Exercise requirements:
a) In the forum thread about the Canon EOS C700, on which website does HarryFilm say he found the original "C700x brochure" photos?
b) Continue the forum thread about the Canon EOS C700 prediction from the point where it ends.

Text segment:
_ _ _ _ _

You read something on another Canon-related rumors website and posted it here, and that constitutes a 'successful prediction'? 

Truly, you have a dizzying intellect.


----------



## HarryFilm (May 10, 2018)

neuroanatomist said:


> HarryFilm said:
> 
> 
> > I SUCCESSFULY predicted the Canon EOS C700 cinema camera ITSELF since I was the one who discovered the original "C700x brochure" photos on the "Northlight Images UK" website
> ...



===

The "C700x Brochure" was something found quite by accident and the Northlight Images UK website was perplexed and didn't KNOW what to make of it and after reading through the document, I was quite sure it was the REAL THING from a technical point of view and I then extrapolated some KEY features (i.e. sensor size and type) which I then disclosed on various forums in North America which YES INDEED it DOES mean a successful prediction since:

a) I let North America and probably a wider Europe know about it.

b) I extrapolated based upon technical specifications I found in teh document itself that IN FACT it would eventually be a DCI 4K GLOBAL SHUTTER sensor. And when Canon DID announce the C700 camera itself...lo and behold it had a 4K DCI sensor with GLOBAL SHUTTER! I even predicted it would come with an INTERCHANGEABLE PL and EF mount.

_ _ _ _ _

Dataset excerpt:
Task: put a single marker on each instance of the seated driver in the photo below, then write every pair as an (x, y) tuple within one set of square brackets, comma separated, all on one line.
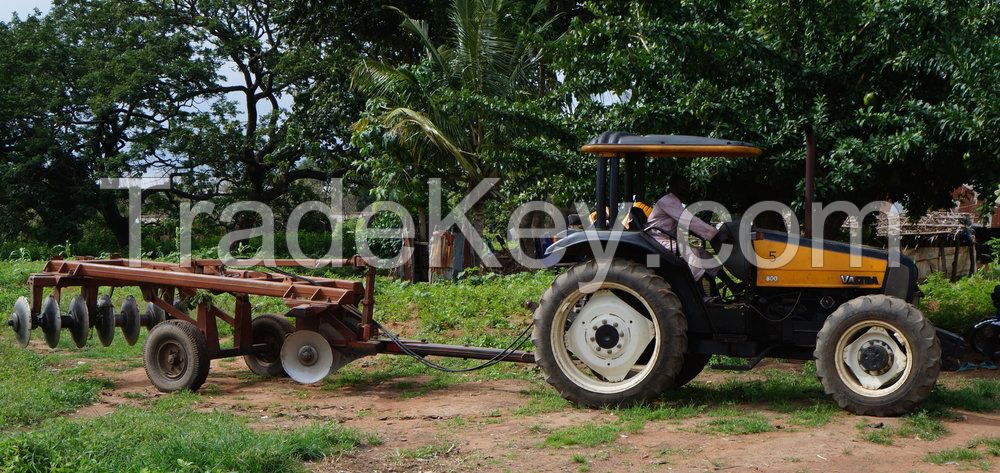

_ _ _ _ _

Answers to the exercises:
a) The Northlight Images UK website.

b)
Northlight Images UK is NOT REALLY a rumours site! I personally think the sysop (System Operator) really did not quite know how to interpret or do anything with the information that was posted on his site. 

ME! Having some quite long history with Cinema Camera systems DEFINITELY HAVE THE BACKGROUND to interpret and evaluate the technical data mentioned in the specifications portion of the "brochure". I then found information that would be of interest to the general Canon Rumours community and then decided to espouse some personal opinions and extrapolate some technical specifications which were LATER FOUND TO BE CORRECT !!!

Ergo...I have some SUCCESSFUL PREDICTIONS !!!

---

AS OF NOW! The rumour mill IS HOT AS MOLTEN LAVA !!!!

My multiple European engineering sources all seem to have THE SAME STORIES!

a) A Canon high burst rate (25 fps) Medium Format JPEG-2000 50 megapixel very large sensor stills camera is on the way to be announced around February 2019!

b) A Canon Android Smartphone with LARGE APS-C sensor with INTERCHANGEABLE LENS and a smaller Android smartphone with a 2/3rds inch or APS-C sensor and fixed lens is on the way! No HARD timeline for that though but estimated at late 2019!

c) Apple is taking a HARD LOOK at Canon for an outright purchase! Maybe even within the next 90 to 180 days!

d) Apple wants to take CPU/GPU/RAM/Sensor production FULLY IN-HOUSE and may want to operate their own Cable TV and 4G/5G cell phone system for Apple Hardware ONLY and create/sell 3D printing systems for their upcoming workstation-class products! MarkForged, GatesAir, Global Foundries and Canon SEEM to be the corporate takeover targets for Apple to fulfill those goals!

THOSE ARE MY PREDICTIONS !!!!!

Am I Right? We Shall See...........

REMEMBER !!! --- YOU HEARD IT HERE FIRST !!!!!!!!!!!!!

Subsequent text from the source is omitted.